-- start of Exercise inputs --

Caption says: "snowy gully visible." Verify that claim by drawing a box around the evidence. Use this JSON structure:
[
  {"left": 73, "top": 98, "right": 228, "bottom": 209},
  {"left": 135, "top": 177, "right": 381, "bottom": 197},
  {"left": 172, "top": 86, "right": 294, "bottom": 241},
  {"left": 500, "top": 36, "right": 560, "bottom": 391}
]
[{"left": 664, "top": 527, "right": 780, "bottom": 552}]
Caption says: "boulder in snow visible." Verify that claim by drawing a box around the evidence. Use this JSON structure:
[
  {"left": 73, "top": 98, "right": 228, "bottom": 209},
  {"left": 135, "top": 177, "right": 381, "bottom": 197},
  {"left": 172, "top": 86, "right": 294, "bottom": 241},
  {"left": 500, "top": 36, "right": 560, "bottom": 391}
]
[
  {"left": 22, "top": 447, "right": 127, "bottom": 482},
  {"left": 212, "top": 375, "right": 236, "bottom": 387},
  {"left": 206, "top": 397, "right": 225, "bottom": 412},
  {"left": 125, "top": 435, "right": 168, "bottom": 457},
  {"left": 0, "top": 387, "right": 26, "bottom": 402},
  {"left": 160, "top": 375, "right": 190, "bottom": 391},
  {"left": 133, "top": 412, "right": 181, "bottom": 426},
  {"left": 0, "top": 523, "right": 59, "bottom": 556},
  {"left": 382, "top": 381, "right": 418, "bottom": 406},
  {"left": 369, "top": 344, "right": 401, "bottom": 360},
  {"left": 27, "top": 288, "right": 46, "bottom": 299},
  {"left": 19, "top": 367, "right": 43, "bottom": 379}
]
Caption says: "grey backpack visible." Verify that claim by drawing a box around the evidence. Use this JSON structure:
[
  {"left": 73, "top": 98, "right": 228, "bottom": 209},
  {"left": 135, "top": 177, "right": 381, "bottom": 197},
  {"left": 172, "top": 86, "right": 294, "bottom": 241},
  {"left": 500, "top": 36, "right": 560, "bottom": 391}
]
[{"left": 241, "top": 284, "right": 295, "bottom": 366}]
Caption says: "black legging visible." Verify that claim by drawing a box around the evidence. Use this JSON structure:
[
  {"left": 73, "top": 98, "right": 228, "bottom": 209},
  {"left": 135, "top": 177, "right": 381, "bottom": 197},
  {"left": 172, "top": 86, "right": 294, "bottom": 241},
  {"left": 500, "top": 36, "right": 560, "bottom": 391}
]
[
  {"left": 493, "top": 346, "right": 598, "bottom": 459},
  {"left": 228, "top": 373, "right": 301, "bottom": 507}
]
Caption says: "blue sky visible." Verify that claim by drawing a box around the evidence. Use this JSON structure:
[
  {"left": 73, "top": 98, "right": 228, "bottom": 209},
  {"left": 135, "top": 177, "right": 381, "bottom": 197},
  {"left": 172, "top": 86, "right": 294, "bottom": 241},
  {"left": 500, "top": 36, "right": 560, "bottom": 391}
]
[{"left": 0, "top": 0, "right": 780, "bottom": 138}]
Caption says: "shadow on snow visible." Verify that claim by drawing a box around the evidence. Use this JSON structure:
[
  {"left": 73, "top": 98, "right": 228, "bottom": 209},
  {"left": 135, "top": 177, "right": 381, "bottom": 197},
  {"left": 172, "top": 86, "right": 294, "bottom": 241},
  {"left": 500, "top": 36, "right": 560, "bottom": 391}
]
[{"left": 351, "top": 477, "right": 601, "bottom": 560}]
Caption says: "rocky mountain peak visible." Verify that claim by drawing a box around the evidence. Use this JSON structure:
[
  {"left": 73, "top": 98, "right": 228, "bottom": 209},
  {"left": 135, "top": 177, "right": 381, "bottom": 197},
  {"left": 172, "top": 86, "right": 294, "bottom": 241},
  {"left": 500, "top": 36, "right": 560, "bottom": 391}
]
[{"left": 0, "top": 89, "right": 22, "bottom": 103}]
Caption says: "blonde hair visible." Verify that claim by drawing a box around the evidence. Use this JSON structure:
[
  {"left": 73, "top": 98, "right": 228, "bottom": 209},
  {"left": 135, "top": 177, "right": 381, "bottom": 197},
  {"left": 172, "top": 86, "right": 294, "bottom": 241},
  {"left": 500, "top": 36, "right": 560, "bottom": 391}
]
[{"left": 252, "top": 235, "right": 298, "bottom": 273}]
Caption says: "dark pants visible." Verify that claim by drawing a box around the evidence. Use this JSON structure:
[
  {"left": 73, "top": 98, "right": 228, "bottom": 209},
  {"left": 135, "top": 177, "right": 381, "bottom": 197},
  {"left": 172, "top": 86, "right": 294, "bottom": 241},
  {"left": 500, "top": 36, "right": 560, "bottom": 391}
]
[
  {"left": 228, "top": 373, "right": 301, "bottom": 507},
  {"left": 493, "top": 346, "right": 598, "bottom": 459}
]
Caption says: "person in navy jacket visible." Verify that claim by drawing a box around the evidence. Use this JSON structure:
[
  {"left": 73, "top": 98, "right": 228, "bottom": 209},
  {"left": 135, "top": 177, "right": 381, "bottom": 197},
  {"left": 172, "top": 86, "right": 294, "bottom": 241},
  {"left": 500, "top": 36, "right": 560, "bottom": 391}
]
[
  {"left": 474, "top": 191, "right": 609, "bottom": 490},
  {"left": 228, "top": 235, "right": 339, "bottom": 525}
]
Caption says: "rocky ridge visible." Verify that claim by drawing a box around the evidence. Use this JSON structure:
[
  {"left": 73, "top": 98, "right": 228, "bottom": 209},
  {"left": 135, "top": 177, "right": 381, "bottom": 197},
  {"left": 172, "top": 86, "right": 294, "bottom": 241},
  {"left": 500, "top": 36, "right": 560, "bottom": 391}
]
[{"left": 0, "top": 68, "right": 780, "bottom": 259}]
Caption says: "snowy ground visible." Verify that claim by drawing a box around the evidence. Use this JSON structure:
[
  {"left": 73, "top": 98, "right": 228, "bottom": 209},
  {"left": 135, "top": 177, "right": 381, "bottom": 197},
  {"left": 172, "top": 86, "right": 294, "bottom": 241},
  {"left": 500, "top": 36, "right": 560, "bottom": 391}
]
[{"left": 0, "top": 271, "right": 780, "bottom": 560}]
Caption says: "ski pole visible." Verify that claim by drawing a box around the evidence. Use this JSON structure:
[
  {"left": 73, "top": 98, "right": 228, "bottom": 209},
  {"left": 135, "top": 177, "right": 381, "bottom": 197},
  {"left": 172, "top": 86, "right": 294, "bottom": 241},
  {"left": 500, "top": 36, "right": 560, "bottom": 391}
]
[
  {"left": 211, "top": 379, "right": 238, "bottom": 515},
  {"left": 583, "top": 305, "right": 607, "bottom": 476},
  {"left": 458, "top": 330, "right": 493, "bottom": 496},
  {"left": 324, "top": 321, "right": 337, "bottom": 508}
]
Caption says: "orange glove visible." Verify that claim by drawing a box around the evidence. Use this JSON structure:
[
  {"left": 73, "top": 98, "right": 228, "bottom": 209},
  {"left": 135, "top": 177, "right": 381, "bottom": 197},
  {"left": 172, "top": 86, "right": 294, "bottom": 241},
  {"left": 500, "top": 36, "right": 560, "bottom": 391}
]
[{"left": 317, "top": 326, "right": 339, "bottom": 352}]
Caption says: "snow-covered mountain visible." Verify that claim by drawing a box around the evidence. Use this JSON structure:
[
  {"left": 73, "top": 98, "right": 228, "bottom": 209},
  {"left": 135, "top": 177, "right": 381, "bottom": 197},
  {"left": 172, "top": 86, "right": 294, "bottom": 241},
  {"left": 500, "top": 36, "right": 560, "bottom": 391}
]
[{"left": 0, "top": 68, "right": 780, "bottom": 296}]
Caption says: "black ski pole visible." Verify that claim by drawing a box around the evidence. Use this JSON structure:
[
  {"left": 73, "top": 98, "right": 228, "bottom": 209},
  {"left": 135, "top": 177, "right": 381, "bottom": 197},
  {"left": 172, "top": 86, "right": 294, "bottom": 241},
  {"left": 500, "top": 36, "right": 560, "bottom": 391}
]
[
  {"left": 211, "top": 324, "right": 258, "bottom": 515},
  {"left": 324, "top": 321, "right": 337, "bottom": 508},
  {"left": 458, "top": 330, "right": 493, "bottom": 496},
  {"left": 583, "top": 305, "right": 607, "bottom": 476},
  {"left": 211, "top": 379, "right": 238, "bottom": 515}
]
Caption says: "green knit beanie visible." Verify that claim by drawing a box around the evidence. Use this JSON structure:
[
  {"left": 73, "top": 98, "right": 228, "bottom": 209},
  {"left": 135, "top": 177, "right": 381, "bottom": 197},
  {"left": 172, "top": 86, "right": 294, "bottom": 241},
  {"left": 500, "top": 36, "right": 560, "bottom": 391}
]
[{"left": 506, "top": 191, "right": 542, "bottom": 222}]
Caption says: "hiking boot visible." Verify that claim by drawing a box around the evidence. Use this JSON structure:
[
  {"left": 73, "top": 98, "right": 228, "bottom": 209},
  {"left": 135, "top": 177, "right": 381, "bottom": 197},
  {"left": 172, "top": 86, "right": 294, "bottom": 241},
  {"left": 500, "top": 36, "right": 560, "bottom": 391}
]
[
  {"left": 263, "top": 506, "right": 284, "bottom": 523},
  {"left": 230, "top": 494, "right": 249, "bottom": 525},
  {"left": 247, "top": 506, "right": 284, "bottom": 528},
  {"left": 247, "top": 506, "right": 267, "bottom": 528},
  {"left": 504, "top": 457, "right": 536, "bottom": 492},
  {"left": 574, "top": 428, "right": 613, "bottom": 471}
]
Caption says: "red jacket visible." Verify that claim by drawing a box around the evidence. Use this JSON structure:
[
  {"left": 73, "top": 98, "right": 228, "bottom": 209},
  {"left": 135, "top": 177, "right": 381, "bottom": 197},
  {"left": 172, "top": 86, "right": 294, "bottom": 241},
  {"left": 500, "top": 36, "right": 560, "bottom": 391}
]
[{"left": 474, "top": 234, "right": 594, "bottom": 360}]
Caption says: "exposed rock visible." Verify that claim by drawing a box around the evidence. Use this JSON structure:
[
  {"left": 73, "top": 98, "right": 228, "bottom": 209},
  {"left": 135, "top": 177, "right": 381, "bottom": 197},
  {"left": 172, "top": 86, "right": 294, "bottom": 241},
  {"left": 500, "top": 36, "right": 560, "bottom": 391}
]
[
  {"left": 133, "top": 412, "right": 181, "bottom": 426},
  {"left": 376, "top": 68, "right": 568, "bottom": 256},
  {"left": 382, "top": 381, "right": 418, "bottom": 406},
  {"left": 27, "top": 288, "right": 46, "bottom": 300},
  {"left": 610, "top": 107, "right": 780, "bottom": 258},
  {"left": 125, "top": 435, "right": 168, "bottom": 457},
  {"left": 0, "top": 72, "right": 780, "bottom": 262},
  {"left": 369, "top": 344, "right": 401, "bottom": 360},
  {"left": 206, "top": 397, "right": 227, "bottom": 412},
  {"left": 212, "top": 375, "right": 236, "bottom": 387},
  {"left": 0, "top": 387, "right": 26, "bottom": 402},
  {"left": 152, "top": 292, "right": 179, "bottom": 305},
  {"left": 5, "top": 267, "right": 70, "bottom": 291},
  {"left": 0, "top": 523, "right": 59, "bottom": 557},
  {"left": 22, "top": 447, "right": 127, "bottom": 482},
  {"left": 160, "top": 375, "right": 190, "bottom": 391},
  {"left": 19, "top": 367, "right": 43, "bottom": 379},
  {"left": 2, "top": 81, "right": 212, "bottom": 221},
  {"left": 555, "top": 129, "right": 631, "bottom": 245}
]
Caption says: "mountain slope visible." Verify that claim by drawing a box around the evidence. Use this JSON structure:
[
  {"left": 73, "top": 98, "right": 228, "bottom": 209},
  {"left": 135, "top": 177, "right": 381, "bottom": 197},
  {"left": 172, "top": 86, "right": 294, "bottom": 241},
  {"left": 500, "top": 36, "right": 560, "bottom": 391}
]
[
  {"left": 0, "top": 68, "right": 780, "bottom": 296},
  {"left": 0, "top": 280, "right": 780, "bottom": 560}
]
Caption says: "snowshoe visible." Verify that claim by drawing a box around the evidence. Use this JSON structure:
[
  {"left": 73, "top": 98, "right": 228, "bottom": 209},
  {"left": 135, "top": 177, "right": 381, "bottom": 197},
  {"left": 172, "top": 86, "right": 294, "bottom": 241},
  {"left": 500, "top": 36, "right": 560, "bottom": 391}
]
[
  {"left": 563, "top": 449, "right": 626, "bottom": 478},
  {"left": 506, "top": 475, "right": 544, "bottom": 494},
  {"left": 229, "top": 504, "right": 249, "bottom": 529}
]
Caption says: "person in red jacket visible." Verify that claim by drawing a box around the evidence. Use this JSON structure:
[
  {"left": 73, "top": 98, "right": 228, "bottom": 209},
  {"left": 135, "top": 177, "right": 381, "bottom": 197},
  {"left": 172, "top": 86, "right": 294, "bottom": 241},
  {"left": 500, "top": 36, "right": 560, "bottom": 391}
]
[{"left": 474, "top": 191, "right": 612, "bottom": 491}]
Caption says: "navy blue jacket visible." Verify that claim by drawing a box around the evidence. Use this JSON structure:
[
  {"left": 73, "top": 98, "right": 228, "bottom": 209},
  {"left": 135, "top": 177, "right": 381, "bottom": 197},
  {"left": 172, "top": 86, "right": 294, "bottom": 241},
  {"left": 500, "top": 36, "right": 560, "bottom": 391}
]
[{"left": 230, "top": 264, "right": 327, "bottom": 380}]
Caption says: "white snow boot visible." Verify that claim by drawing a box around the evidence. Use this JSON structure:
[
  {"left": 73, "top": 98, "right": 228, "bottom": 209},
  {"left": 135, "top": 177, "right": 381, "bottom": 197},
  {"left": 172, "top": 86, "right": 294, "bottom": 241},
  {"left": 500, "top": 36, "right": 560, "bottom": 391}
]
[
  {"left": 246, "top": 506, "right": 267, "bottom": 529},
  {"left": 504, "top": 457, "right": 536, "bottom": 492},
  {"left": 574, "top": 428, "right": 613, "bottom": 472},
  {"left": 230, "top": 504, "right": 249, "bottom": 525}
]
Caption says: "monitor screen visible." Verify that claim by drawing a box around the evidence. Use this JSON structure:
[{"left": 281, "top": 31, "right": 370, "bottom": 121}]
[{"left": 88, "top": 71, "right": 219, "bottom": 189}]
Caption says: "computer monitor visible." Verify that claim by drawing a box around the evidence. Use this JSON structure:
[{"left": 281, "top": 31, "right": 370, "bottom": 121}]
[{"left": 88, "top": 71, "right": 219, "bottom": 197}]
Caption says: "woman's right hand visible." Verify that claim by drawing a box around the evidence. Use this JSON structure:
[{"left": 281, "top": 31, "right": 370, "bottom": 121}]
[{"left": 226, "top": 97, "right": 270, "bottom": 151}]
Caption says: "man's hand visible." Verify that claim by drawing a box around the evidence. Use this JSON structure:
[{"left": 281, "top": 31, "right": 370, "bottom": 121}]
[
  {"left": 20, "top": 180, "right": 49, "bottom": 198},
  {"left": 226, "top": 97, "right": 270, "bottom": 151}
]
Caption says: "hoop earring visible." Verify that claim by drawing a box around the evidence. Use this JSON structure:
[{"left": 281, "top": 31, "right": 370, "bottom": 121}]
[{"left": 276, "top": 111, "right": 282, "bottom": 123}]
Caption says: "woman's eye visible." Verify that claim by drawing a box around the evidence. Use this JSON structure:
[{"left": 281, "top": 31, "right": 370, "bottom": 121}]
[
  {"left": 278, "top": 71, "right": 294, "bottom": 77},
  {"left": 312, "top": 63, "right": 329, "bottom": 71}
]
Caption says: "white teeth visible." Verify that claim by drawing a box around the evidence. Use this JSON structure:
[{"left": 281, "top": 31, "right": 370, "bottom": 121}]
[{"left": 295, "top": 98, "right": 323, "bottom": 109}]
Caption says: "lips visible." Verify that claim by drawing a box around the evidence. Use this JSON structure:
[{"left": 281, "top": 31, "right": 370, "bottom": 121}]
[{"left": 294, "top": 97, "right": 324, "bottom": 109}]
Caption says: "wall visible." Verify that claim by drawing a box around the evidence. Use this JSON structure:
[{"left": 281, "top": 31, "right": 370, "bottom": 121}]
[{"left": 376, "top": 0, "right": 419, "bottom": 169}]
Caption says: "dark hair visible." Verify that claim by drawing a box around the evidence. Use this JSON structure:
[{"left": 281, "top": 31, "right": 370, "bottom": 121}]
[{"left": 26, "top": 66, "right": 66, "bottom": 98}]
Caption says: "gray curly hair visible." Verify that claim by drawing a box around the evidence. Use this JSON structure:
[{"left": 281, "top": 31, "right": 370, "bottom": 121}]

-- end of Exercise inputs --

Task prompt: List every line of the material that contains the word "boot".

Output of the task:
Caption says: "hiking boot visible." Verify that claim by drawing a box around the evidence. Use this JSON structure:
Caption says: "white snow boot visible." Verify that claim by drawing a box around the evidence. Use this JSON structure:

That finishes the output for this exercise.